PROBLEM TO SOLVE: Please copy all of the entries exactly, but drop every picture.

[Collection entries]
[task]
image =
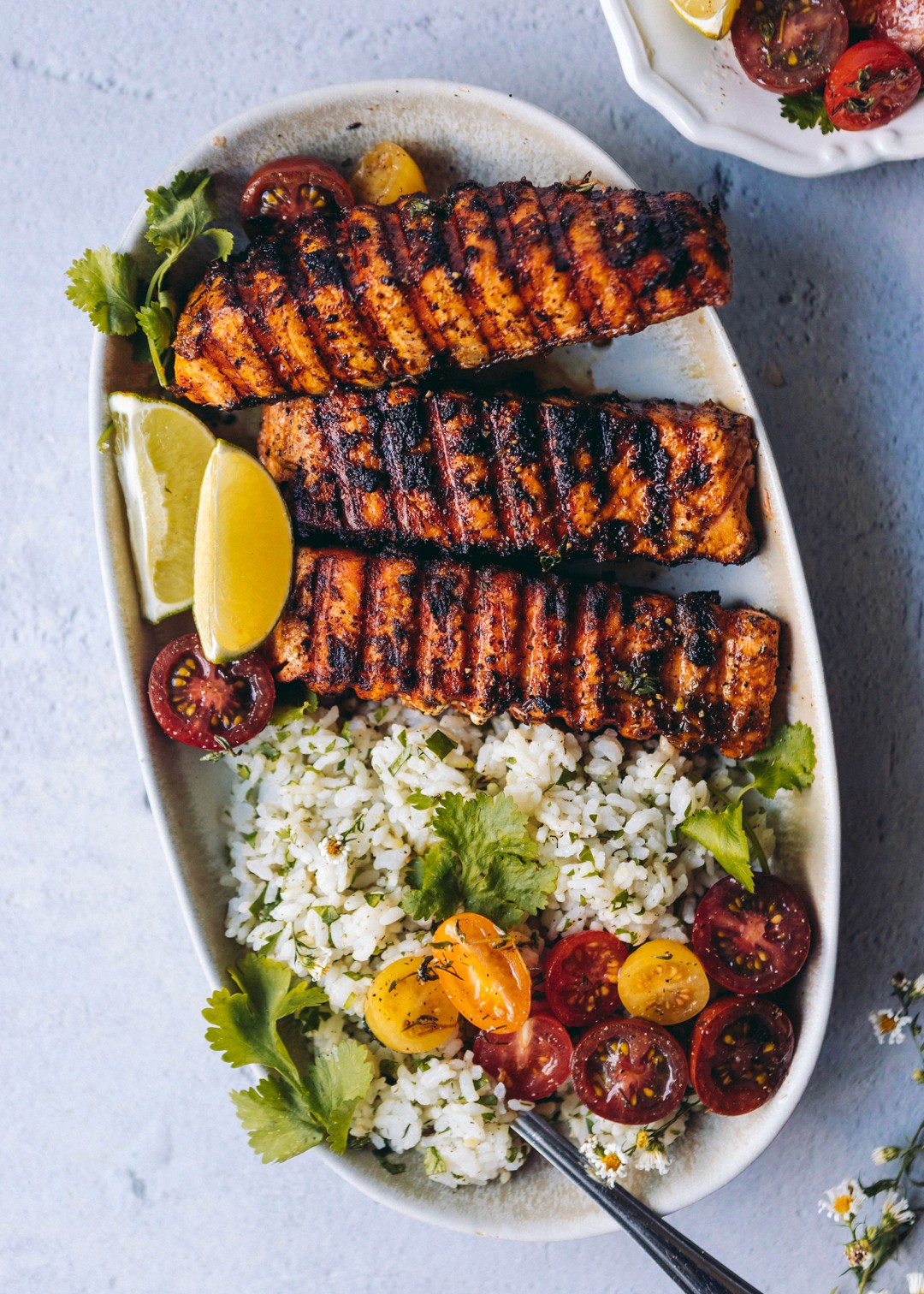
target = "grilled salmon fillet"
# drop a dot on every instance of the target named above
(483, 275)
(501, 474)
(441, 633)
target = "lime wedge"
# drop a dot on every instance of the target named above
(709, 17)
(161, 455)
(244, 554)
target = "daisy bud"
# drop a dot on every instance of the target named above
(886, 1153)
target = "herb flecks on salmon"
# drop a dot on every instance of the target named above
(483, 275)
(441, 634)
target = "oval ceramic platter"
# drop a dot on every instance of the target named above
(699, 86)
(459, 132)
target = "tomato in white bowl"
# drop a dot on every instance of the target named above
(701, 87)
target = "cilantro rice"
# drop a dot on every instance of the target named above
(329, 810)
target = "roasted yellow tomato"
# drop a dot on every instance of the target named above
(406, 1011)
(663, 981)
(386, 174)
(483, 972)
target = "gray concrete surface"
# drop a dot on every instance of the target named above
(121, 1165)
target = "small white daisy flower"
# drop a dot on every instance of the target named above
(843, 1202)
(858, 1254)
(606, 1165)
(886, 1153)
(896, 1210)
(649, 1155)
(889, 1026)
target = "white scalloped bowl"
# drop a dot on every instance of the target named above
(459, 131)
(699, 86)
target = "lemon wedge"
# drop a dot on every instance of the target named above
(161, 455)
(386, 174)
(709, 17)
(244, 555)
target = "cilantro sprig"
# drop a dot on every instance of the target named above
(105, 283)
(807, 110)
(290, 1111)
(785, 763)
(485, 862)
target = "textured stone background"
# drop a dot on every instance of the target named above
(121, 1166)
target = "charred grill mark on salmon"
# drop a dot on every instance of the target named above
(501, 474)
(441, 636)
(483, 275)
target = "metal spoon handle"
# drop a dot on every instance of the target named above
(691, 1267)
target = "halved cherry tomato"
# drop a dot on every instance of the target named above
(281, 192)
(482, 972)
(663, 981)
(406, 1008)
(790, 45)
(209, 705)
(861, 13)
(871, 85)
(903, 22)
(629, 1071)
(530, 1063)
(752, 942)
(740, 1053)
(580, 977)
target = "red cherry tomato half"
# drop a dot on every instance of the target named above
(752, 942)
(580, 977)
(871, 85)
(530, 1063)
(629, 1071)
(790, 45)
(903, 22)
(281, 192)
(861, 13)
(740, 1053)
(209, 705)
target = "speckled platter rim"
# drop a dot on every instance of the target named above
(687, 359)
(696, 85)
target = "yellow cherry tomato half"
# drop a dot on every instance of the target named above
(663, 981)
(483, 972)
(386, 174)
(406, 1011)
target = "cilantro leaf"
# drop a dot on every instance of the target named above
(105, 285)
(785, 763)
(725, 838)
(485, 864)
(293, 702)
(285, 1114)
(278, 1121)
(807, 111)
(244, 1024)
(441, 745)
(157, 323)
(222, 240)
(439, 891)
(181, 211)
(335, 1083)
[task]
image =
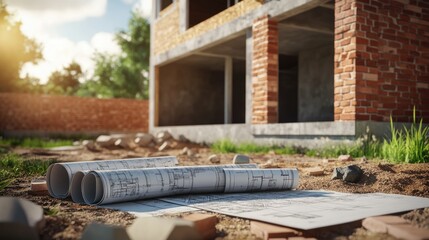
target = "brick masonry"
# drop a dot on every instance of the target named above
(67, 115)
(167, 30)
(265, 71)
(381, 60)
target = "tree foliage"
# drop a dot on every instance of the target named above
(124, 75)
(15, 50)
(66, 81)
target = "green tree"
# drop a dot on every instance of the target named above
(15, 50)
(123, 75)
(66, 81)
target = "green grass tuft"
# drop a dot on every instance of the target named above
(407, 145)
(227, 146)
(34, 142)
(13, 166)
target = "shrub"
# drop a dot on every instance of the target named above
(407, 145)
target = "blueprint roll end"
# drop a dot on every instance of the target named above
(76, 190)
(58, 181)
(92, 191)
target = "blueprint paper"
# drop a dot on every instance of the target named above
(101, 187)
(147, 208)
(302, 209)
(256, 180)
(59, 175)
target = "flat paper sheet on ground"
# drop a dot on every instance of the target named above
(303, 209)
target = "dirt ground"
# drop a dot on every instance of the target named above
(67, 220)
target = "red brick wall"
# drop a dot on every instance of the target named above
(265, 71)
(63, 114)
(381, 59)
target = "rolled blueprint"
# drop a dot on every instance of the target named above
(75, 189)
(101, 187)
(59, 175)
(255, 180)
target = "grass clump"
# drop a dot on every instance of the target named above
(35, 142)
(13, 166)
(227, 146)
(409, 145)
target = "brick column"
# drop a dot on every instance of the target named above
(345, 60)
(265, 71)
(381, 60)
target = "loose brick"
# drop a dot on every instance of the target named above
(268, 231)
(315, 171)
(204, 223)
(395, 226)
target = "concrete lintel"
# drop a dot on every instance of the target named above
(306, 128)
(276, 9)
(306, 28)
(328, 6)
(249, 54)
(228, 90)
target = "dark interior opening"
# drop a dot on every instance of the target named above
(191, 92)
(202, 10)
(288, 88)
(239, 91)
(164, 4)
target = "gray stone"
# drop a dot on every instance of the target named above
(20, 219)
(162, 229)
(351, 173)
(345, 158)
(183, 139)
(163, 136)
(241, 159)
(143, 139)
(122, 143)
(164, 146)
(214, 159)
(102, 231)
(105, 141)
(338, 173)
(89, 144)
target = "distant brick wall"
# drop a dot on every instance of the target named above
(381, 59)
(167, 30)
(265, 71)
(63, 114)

THE ANSWER:
[task]
image =
target = "grilled salmon fillet"
# drop a dot on every instance of the target named above
(483, 275)
(501, 474)
(441, 633)
target = "lime wedge"
# drop a dot on every instance of the target named above
(709, 17)
(161, 455)
(244, 554)
target = "daisy bud"
# drop a dot on every instance of the target named above
(886, 1153)
target = "herb flecks on salmon"
# drop a dot on every instance of the target named above
(483, 275)
(441, 634)
target = "oval ceramic platter"
# drop a dot on every instance of the target named above
(699, 86)
(459, 132)
target = "tomato in white bowl"
# drop a dot on every instance of the target named above
(701, 87)
target = "cilantro rice"
# drop a dot on every instance of the target named above
(329, 810)
target = "roasted yellow tomato"
# drop a dot on every instance of the target named above
(406, 1011)
(663, 981)
(386, 174)
(483, 972)
target = "gray concrete surface"
# drop a dot on every instance of the target named above
(121, 1165)
target = "small white daisy flower"
# drop a dot on every instance of the target named above
(843, 1202)
(858, 1254)
(606, 1165)
(886, 1153)
(896, 1210)
(649, 1155)
(889, 1026)
target = "white scalloped bowl"
# drop a dot on every instance of the target named above
(459, 131)
(699, 86)
target = "lemon wedge"
# drop a dot on every instance of the target named above
(161, 455)
(386, 174)
(709, 17)
(244, 555)
target = "cilantro sprig"
# drop a dot on every instance of the target named above
(105, 283)
(807, 110)
(290, 1111)
(785, 763)
(485, 862)
target = "textured stone background"
# drop a dot on every instance of the target named above
(121, 1166)
target = "charred grill mark on salmon"
# drop a dot on every instance of the target named above
(501, 474)
(441, 636)
(483, 275)
target = "metal spoon handle"
# drop a dot on every instance of the target named above
(691, 1267)
target = "halved cherry tomato"
# drop a dot on every instance of the target named above
(281, 192)
(482, 972)
(663, 981)
(406, 1008)
(790, 45)
(209, 705)
(861, 13)
(871, 85)
(903, 22)
(629, 1071)
(530, 1063)
(752, 942)
(740, 1053)
(580, 977)
target = "red cherry tomato half"
# drop a dot on every instance of the target named above
(752, 942)
(580, 977)
(871, 85)
(530, 1063)
(629, 1071)
(790, 45)
(903, 22)
(281, 192)
(861, 13)
(740, 1053)
(209, 705)
target = "speckled platter rim"
# drop a dot on every instance of the target named above
(687, 359)
(696, 85)
target = "yellow cherry tomato half"
# drop a dot on every instance of the target named above
(663, 981)
(483, 972)
(386, 174)
(406, 1011)
target = "cilantro leaf"
# drop a dot on every instance of the target named above
(105, 285)
(785, 763)
(725, 838)
(485, 864)
(293, 702)
(285, 1114)
(278, 1121)
(807, 111)
(244, 1024)
(441, 745)
(157, 323)
(222, 240)
(439, 891)
(181, 211)
(335, 1083)
[task]
image =
target = "brick masonry"
# drop a dot on every instance of the target named above
(67, 115)
(167, 30)
(265, 71)
(381, 60)
target = "tree foliage"
# drop a dot on every instance of the target named above
(124, 75)
(15, 50)
(66, 81)
target = "green tree"
# drop a dot on every instance of the target named above
(15, 50)
(123, 75)
(66, 81)
target = "green grass tuft"
# drop a dot on every instance of the target named above
(407, 145)
(227, 146)
(34, 142)
(13, 166)
target = "shrub"
# drop a dot on every instance of the target named above
(407, 145)
target = "blueprint roll end"
# drop a dot on every instance of the target named above
(76, 190)
(58, 181)
(92, 191)
target = "blueprint paper"
# drop a dot on every instance of the target named above
(101, 187)
(147, 208)
(302, 209)
(256, 180)
(59, 175)
target = "flat paper sheet on ground"
# drop a dot on every instance of the target named above
(303, 209)
target = "dirt ground"
# drop a dot on every instance of the target named above
(67, 220)
target = "red brick wall"
# drop a dot on every instance of the target named above
(265, 71)
(63, 114)
(381, 59)
target = "rolled blueprint"
# drop a dot on every instance of the target named above
(75, 189)
(101, 187)
(59, 175)
(255, 180)
target = "grass clump"
# drop a dot on every instance of the target named above
(35, 142)
(13, 166)
(227, 146)
(409, 145)
target = "brick column"
# drop a dot on every instance of the target named above
(345, 60)
(265, 71)
(381, 60)
target = "loose brick"
# drop a dot on every instance of the target named above
(268, 231)
(315, 171)
(204, 223)
(395, 226)
target = "concrete lintel"
# drop a dot on every instance of the target named above
(306, 128)
(276, 9)
(306, 28)
(328, 6)
(249, 54)
(228, 90)
target = "dark interior opening"
# drop a dot on every instance of the target named above
(191, 92)
(202, 10)
(288, 88)
(239, 91)
(164, 4)
target = "gray stone"
# drop a dot on every instance of the target named above
(20, 219)
(162, 229)
(351, 173)
(345, 158)
(183, 139)
(163, 136)
(241, 159)
(143, 139)
(122, 143)
(164, 146)
(214, 159)
(102, 231)
(105, 141)
(338, 173)
(89, 144)
target = "distant brick wall"
# drop a dot on every instance of the target named above
(381, 59)
(167, 30)
(265, 71)
(63, 114)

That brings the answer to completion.